■ Work order: Copy every line of the records below word for word, leaving out the pictures.

* * * *

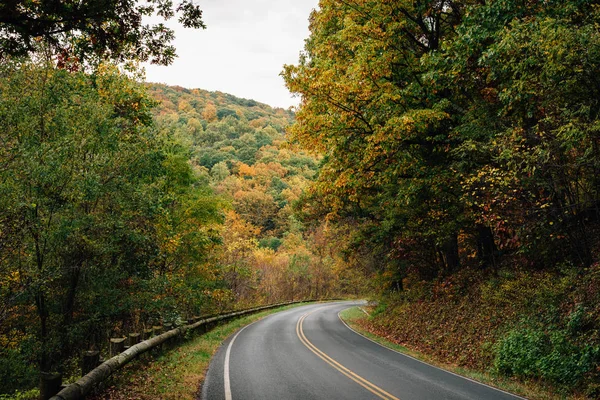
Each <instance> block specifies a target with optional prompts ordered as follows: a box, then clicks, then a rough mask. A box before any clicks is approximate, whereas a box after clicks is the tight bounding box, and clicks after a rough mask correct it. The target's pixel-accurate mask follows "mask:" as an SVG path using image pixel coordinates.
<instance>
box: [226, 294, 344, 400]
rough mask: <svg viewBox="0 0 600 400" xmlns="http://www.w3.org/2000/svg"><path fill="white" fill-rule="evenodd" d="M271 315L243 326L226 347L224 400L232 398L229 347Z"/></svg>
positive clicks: (231, 399) (230, 350) (267, 315)
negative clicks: (248, 330)
mask: <svg viewBox="0 0 600 400" xmlns="http://www.w3.org/2000/svg"><path fill="white" fill-rule="evenodd" d="M317 304H319V303H317ZM303 305H304V304H303ZM306 305H312V304H306ZM271 315H274V314H270V315H267V316H266V317H265V318H261V319H258V320H256V321H254V322H252V323H250V324H248V325H246V326H244V327H243V328H242V329H240V330H239V331H237V333H236V334H235V336H234V337H233V339H231V342H229V345H228V346H227V351H226V352H225V361H224V363H223V382H224V386H225V400H232V397H231V381H230V379H229V359H230V357H231V347H232V346H233V342H235V339H237V337H238V335H239V334H240V333H242V331H243V330H244V329H246V328H247V327H249V326H250V325H253V324H255V323H257V322H259V321H263V320H264V319H266V318H268V317H270V316H271ZM342 322H343V321H342Z"/></svg>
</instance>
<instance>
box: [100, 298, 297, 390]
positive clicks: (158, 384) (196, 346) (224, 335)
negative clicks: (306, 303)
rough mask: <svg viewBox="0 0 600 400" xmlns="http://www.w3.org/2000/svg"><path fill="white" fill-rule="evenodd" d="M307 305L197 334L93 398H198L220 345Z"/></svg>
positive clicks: (122, 376)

* * * *

■ Reply:
Each <instance> block specifies a target with optional prompts ordered as follows: a box, then clicks, then a rough mask. A box before any clicks is approximate, whereas a box after clicks is the tight bounding box, and clicks after a rough mask correct it. The target's pixel-accurate mask follows "mask:" as an SVG path using image pixel coordinates.
<instance>
box: [226, 294, 344, 400]
rough mask: <svg viewBox="0 0 600 400" xmlns="http://www.w3.org/2000/svg"><path fill="white" fill-rule="evenodd" d="M271 315L243 326L226 347L224 400L232 398L229 347Z"/></svg>
positive clicks: (231, 399) (230, 350) (267, 315)
negative clicks: (248, 330)
mask: <svg viewBox="0 0 600 400" xmlns="http://www.w3.org/2000/svg"><path fill="white" fill-rule="evenodd" d="M317 304H319V303H317ZM303 305H304V304H303ZM306 305H312V304H306ZM271 315H274V314H270V315H267V316H266V317H265V318H261V319H258V320H256V321H254V322H252V323H250V324H248V325H246V326H244V327H243V328H242V329H240V330H239V331H237V333H236V334H235V336H234V337H233V339H231V342H229V345H228V346H227V351H226V352H225V361H224V363H223V382H224V386H225V400H232V397H231V381H230V379H229V359H230V357H231V347H232V346H233V342H235V339H237V337H238V335H239V334H240V333H242V331H243V330H244V329H246V328H247V327H249V326H250V325H253V324H255V323H257V322H259V321H263V320H264V319H266V318H268V317H270V316H271ZM342 322H343V321H342Z"/></svg>
</instance>
<instance>
box: [100, 298, 297, 390]
positive clicks: (158, 384) (196, 346) (224, 335)
negative clicks: (306, 303)
rough mask: <svg viewBox="0 0 600 400" xmlns="http://www.w3.org/2000/svg"><path fill="white" fill-rule="evenodd" d="M307 305L197 334L93 398H198L220 345Z"/></svg>
positive clicks: (122, 376)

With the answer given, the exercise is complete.